Entries for labeling with bounding boxes:

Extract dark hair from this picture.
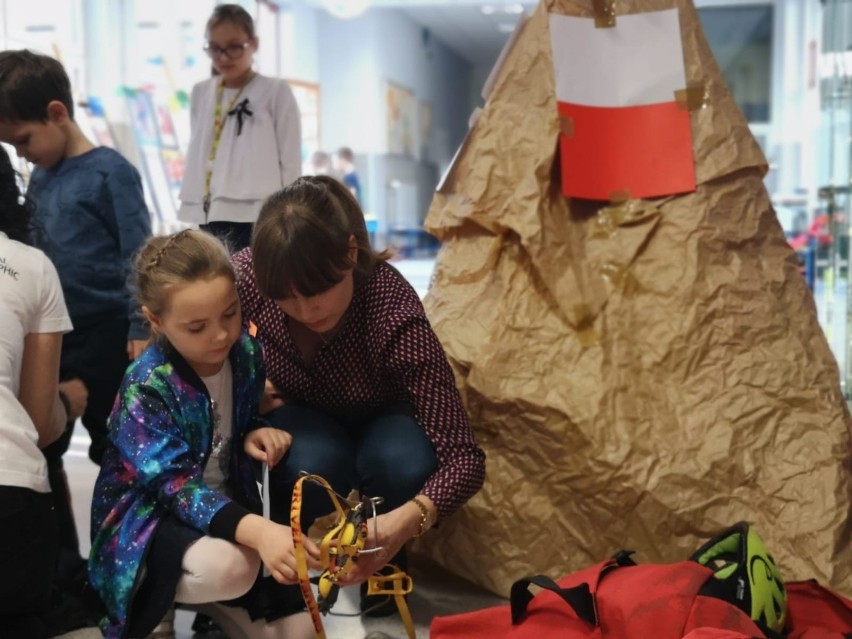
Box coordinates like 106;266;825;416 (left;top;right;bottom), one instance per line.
0;146;33;244
0;49;74;122
251;175;390;300
206;4;257;40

• WHAT YOU SHOULD DO
Arrange all the lines of the items above as a numbered list, skipping any blank lines and leaving the pictures out.

• ANSWER TO THE PROBLEM
1. Extract dark hair from this picture.
2. Box coordinates like 106;266;825;416 (left;top;right;bottom), one instance per line.
3. 0;146;33;244
4. 0;49;74;122
5. 251;175;390;300
6. 206;4;257;40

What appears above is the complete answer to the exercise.